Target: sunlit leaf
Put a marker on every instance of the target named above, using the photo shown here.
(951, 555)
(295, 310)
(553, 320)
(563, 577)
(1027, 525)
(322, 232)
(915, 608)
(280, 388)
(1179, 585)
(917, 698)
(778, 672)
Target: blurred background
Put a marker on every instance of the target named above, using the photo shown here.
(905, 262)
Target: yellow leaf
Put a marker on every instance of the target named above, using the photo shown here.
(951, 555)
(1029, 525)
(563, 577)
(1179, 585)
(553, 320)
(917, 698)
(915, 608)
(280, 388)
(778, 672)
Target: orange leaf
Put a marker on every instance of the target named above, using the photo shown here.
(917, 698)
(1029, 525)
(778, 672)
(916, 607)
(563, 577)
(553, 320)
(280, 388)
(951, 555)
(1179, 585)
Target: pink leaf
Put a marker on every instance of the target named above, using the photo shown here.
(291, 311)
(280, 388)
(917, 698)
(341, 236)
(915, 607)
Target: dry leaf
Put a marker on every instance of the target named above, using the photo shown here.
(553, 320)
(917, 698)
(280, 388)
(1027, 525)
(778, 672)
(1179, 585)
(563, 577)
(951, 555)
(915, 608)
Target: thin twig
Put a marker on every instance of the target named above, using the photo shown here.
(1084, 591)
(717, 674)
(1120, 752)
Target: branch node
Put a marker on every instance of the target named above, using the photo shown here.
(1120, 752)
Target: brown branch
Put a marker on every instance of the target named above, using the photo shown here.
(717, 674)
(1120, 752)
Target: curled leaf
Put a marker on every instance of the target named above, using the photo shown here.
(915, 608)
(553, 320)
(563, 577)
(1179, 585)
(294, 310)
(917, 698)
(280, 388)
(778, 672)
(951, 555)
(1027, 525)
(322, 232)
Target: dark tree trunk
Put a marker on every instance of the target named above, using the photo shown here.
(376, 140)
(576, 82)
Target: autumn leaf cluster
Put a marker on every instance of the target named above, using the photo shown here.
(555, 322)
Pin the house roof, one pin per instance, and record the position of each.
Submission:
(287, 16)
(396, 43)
---------------
Problem to solve –
Only exact copies of the lines from the one containing "Target: orange leaf" to the end of the records belong in the answer.

Response to the task –
Target: orange leaf
Put a marker on every instance of the target named above, using the photo shown here.
(917, 698)
(1029, 525)
(778, 672)
(916, 607)
(563, 577)
(553, 320)
(280, 388)
(951, 555)
(1179, 585)
Target: pink leaf
Put a marker on every instance of the target named above, using the photo shown here.
(291, 311)
(280, 388)
(917, 698)
(341, 236)
(915, 607)
Target: dry leaf
Put a marker on every instance of the target named above, using the photo shown here.
(553, 320)
(917, 698)
(280, 388)
(1027, 525)
(778, 672)
(1179, 585)
(563, 577)
(951, 555)
(915, 608)
Target: thin twig
Put a marker on every instance of the target named above, using the photo shown here.
(1084, 591)
(717, 674)
(1120, 752)
Target: branch node
Put a marker on every instance of the target named above, using the photo shown here.
(1120, 752)
Target: brown branch
Put a marker on every instance of the target named above, using the photo shown here.
(717, 674)
(1120, 752)
Target: curled leaf
Put a marker on every instance of the target named above, using the photo shown here.
(915, 608)
(553, 320)
(563, 577)
(1179, 585)
(294, 310)
(917, 698)
(280, 388)
(778, 672)
(951, 555)
(1027, 525)
(322, 232)
Target: dark tree trunk
Put a marker on every instance of the target named above, using the photo shown here.
(376, 140)
(576, 82)
Target: autumn leaf cluster
Put a marker on every instance of the target named above, using the photo shown here.
(555, 322)
Pin the house roof, one pin per instance, and record the position of each.
Submission:
(287, 16)
(396, 43)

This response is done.